### Source document

■ ■ ■ ■ ■ ■ ■

Sea, Soil, Stone: A Summer Show
Frith Street Gallery is delighted to present Sea, Soil, Stone, a summer exhibition by Frith Street Gallery artists. Spanning the past two decades, the works here explore our symbiotic relationship with the environment, reflected in recent campaigns to change the dictionary definition of ‘nature’ to include humans, and ongoing research into the complex relationships between fungi, trees and people. It is both sobering and joyous to consider how many political regimes rise and fall as the earth endures. We currently exist in the Anthropocene; a time defined by the irreversible damage we have caused to the planet. We have exploited and polluted the soil, the ocean, and the mountains, yet Gaia theory proposes that the planet will continue long after we are gone.

■ ■ ■ ■ ■ ■ ■

### Extracted data
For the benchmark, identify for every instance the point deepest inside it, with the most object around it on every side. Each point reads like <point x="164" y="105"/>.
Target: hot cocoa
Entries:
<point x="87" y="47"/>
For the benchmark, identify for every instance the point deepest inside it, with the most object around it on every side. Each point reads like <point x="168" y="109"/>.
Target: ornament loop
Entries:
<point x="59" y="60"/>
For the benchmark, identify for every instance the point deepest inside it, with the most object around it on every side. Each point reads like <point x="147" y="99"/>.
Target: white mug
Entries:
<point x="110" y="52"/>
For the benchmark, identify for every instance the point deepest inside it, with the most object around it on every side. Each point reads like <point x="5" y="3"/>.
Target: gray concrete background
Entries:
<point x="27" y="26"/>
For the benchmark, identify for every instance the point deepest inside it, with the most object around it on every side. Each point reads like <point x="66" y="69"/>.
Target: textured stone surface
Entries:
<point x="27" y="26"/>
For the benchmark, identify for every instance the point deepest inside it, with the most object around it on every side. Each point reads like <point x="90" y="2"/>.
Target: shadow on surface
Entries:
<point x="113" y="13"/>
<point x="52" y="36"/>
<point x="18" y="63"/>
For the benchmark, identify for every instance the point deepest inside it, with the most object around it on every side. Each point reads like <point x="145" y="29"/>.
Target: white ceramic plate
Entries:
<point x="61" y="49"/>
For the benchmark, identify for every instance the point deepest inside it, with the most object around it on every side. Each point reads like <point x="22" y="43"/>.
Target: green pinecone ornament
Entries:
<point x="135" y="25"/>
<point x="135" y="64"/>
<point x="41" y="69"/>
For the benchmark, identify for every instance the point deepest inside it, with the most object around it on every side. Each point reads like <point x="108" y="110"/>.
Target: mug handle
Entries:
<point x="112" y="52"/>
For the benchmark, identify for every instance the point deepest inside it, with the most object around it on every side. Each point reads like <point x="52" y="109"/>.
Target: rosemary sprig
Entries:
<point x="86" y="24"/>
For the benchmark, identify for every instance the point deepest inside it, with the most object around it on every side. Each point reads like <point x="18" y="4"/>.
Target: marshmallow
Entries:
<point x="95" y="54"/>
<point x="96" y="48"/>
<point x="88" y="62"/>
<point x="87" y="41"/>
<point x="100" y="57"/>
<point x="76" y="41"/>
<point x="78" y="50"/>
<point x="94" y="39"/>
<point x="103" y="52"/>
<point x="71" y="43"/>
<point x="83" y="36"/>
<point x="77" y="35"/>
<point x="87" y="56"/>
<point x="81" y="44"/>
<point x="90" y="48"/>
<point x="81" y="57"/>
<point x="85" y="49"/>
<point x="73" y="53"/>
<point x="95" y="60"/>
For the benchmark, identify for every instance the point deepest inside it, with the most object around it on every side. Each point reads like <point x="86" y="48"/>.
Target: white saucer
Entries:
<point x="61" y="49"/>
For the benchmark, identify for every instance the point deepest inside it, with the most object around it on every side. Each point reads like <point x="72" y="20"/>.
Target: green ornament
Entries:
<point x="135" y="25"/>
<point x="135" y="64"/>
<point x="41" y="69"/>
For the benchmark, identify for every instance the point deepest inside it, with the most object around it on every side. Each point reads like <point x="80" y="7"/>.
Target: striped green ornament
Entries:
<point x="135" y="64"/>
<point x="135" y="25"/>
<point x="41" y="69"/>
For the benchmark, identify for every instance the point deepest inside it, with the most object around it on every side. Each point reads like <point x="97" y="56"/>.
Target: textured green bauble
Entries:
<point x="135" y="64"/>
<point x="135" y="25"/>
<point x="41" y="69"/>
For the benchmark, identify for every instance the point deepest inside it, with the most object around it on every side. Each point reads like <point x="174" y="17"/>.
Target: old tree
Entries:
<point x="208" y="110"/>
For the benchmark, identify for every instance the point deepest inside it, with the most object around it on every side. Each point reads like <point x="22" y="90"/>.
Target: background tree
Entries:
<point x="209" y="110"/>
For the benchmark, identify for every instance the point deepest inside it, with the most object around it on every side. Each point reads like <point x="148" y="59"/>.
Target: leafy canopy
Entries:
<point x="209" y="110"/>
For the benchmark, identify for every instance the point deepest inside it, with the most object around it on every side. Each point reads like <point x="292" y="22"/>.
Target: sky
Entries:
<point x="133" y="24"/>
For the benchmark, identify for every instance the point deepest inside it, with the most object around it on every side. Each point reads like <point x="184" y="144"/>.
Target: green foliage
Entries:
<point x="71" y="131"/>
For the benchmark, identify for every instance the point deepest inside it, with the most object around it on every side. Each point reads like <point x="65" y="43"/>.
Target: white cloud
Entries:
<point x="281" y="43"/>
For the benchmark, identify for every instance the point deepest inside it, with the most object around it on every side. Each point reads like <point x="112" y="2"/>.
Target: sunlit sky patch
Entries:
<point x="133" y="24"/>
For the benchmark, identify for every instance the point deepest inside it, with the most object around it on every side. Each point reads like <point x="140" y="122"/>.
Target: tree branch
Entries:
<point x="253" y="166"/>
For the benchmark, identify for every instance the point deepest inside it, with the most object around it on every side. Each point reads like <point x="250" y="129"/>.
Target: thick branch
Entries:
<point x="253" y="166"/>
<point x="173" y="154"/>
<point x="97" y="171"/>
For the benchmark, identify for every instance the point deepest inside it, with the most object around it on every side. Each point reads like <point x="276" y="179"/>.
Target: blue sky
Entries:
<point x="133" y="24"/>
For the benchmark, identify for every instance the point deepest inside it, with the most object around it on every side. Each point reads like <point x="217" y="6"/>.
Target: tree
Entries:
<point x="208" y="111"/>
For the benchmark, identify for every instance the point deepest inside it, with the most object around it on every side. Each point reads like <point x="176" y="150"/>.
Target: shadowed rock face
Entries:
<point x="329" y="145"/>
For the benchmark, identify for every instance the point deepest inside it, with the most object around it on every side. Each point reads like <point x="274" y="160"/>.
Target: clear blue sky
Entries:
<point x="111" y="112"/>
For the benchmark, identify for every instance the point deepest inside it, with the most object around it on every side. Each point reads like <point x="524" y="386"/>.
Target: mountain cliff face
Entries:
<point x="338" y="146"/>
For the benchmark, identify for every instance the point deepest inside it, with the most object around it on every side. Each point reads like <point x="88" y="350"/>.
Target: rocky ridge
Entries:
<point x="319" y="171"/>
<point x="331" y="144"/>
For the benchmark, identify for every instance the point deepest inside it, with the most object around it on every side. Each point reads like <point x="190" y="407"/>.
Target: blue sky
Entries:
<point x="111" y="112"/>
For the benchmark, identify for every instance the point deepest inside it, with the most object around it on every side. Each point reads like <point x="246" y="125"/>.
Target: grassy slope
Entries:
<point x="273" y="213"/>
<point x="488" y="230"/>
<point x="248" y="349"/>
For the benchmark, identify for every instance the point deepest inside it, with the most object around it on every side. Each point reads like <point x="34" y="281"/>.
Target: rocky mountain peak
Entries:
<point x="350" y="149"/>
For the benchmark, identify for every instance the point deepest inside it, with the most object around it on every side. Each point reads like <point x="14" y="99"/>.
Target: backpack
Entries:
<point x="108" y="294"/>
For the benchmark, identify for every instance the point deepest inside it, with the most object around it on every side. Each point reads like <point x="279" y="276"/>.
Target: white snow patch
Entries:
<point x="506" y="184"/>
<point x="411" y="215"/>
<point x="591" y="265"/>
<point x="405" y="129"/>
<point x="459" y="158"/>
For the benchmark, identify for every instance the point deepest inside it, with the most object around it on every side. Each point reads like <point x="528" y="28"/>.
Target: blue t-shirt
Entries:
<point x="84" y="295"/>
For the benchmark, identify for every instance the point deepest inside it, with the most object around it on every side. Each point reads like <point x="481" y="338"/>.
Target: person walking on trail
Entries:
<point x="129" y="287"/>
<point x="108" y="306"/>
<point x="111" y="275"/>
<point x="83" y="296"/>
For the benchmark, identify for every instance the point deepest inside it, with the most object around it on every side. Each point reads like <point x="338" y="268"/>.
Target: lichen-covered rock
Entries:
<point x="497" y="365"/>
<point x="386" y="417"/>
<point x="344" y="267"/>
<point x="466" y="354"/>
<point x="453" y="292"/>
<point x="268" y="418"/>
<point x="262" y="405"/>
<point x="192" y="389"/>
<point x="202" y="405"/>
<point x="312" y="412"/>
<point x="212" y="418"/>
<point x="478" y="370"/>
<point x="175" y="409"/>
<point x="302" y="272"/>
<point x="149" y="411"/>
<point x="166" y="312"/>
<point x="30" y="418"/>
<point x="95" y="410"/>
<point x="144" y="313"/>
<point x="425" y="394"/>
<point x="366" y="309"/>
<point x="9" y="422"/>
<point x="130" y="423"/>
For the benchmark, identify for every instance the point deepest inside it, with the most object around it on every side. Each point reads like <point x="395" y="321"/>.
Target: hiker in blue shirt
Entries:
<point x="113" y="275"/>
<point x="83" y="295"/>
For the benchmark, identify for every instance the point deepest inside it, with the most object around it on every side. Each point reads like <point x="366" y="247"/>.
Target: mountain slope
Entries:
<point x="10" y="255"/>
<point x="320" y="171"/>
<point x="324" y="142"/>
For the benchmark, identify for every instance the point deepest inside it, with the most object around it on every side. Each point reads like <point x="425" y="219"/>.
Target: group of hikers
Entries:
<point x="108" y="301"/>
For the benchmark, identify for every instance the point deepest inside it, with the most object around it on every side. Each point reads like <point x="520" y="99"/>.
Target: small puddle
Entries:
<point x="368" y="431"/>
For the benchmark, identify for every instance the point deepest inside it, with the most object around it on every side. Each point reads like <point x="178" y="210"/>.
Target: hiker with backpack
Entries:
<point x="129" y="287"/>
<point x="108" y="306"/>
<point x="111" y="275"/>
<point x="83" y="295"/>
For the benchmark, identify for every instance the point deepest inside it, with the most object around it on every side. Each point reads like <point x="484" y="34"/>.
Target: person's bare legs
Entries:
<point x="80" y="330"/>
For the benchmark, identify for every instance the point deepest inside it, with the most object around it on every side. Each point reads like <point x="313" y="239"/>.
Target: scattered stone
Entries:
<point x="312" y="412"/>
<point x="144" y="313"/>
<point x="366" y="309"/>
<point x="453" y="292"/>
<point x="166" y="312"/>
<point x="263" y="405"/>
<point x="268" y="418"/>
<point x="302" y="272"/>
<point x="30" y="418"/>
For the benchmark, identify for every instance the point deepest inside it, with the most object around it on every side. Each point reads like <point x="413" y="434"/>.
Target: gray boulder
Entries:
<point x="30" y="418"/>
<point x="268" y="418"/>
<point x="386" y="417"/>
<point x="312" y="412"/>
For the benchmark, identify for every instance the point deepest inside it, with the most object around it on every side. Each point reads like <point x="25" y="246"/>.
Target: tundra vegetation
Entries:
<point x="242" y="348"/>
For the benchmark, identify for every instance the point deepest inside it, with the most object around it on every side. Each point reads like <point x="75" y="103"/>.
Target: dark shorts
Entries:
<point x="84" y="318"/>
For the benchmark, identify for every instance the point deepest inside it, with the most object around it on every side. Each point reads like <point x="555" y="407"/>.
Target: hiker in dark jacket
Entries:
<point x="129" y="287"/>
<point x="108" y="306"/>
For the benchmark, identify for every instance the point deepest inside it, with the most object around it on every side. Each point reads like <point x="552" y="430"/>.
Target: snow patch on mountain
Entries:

■ ■ ■ ■ ■ ■ ■

### Prompt 1
Reproduce the exhibition text from "Sea, Soil, Stone: A" up to and including "we are gone.".
### Prompt 2
According to the exhibition text, what does Gaia theory propose?
### Prompt 3
Condense the paragraph of the exhibition text beginning "Frith Street Gallery is delighted" into a bulleted list that keeps its main facts.
The records are not needed for any of this work.

### Your solution 1
Sea, Soil, Stone: A Summer Show
Frith Street Gallery is delighted to present Sea, Soil, Stone, a summer exhibition by Frith Street Gallery artists. Spanning the past two decades, the works here explore our symbiotic relationship with the environment, reflected in recent campaigns to change the dictionary definition of ‘nature’ to include humans, and ongoing research into the complex relationships between fungi, trees and people. It is both sobering and joyous to consider how many political regimes rise and fall as the earth endures. We currently exist in the Anthropocene; a time defined by the irreversible damage we have caused to the planet. We have exploited and polluted the soil, the ocean, and the mountains, yet Gaia theory proposes that the planet will continue long after we are gone.

### Your solution 2
It proposes that the planet will continue long after we are gone.

### Your solution 3
- Frith Street Gallery presents Sea, Soil, Stone, a summer exhibition by its own artists.
- The works span the past two decades and explore our symbiotic relationship with the environment.
- This relationship is reflected in campaigns to change the dictionary definition of "nature" to include humans and in research into the relationships between fungi, trees and people.
- Many political regimes rise and fall while the earth endures.
- We live in the Anthropocene, a time defined by the irreversible damage we have caused to the planet.
- We have exploited and polluted the soil, the ocean and the mountains, yet Gaia theory proposes that the planet will continue long after we are gone.